What is required: According to the extract on receiving and driving electrodes, what reduces the noise of the sensing signals of the receiving electrode 210?

Extract provided:
'''
In view of lengths of the sides of the opening, referring to FIG. 2B, a length of the sides of the opening of the receiving electrode 210 that are arranged along one direction is longer than a length of the side of the opening that is arranged along another direction. For example, the sides L21 and L23 of the opening that are arranged along one direction are longer than the side L22 of the opening that is arranged along another direction, though the invention is not limited thereto.

In view of opening directions, referring to FIG. 2A, the openings of the receiving electrode 210 open towards different directions. For example, the opening of the top-left receiving electrode 210 of FIG. 2A opens towards a direction −YX; the opening of the bottom-right receiving electrode 210 opens towards a direction +YX; the opening of the top-right receiving electrode 210 opens towards a direction −XY; and the opening of the bottom-left receiving electrode 210 opens towards a direction +XY. Therefore, at least in order to match the opening directions of the openings, the elongation regions A2 of the driving electrode 220 of the present embodiment also elongate towards different directions, as that shown in FIG. 2A.

In the present exemplary embodiment, regarding each of the receiving electrodes 210, each set of opposite sides of the polygonal electrode structure are substantially parallel, though the invention is not limited thereto. In other embodiments, the sides of each of the polygonal electrode structures that are arranged along a same direction can be unparallel. In the implementation pattern of unparallel sides, angles included by the sides of the polygonal electrode structure are also adjusted along with the structure variation, which is not limited by the invention.

In view of an area size, compared to the area of the diamond receiving electrode 110 of FIG. 1, the area of the receiving electrode 210 of the polygonal structure of the present embodiment is relatively small, so that the noise of the sensing signals thereof is reduced. Moreover, compared to the area of the driving electrode 220 of the present embodiment, the area of the receiving electrode 210 is relatively small.
'''
Given data:
'''
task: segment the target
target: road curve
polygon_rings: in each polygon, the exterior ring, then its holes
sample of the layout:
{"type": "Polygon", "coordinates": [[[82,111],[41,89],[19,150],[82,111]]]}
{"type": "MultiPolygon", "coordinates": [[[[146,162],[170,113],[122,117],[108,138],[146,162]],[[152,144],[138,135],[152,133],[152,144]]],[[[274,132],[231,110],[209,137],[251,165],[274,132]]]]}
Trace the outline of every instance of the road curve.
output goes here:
'''
Output for this exercise: The area of the polygonal receiving electrode 210 is relatively small compared to the diamond receiving electrode 110 of FIG. 1.